DESCRIPTION OF THE TASK ->
Return exactly the span of lines in the following data that opens with the line containing "rough mask: <svg" and closes with the line containing "negative clicks: (201, 46) (212, 55)". Include nothing else.

DATA FOR ANALYSIS ->
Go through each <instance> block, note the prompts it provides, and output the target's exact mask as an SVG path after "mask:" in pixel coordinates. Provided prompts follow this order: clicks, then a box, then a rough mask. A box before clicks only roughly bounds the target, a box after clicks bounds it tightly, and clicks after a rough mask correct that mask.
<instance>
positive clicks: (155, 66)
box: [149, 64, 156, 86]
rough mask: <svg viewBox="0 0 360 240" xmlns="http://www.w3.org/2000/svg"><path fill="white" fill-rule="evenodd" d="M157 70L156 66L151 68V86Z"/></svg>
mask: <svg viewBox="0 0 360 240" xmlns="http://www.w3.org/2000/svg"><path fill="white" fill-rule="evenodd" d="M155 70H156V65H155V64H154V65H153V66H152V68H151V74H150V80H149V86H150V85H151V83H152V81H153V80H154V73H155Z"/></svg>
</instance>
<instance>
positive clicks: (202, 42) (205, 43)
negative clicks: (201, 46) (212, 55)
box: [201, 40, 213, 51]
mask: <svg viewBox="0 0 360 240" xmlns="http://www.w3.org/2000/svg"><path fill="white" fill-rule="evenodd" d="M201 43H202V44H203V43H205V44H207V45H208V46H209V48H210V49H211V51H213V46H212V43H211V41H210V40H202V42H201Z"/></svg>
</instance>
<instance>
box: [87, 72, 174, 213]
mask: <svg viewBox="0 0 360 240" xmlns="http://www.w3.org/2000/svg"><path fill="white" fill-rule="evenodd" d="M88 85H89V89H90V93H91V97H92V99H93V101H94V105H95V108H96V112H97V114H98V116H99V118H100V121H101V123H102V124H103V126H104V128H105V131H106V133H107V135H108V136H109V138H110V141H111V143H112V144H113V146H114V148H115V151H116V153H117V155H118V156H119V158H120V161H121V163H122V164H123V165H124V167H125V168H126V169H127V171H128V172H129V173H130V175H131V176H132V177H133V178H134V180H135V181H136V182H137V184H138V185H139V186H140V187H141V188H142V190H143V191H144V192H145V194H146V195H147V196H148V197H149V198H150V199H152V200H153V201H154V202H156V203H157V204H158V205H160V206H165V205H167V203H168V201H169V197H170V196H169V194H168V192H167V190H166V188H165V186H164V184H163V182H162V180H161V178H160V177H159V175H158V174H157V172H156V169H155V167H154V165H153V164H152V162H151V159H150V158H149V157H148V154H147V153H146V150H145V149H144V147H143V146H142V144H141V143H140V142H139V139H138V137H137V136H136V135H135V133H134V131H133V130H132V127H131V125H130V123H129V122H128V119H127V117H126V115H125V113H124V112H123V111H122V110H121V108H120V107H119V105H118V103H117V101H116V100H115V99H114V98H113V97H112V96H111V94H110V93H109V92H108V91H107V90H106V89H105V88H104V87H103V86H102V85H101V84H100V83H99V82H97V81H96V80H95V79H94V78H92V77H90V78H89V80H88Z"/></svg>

YOUR SOLUTION ->
rough mask: <svg viewBox="0 0 360 240" xmlns="http://www.w3.org/2000/svg"><path fill="white" fill-rule="evenodd" d="M157 70L156 66L151 68V86Z"/></svg>
mask: <svg viewBox="0 0 360 240" xmlns="http://www.w3.org/2000/svg"><path fill="white" fill-rule="evenodd" d="M155 70H156V65H155V64H154V65H153V66H152V68H151V74H150V80H149V86H150V85H151V83H152V81H153V80H154V73H155Z"/></svg>
</instance>
<instance>
positive clicks: (202, 42) (205, 43)
negative clicks: (201, 46) (212, 55)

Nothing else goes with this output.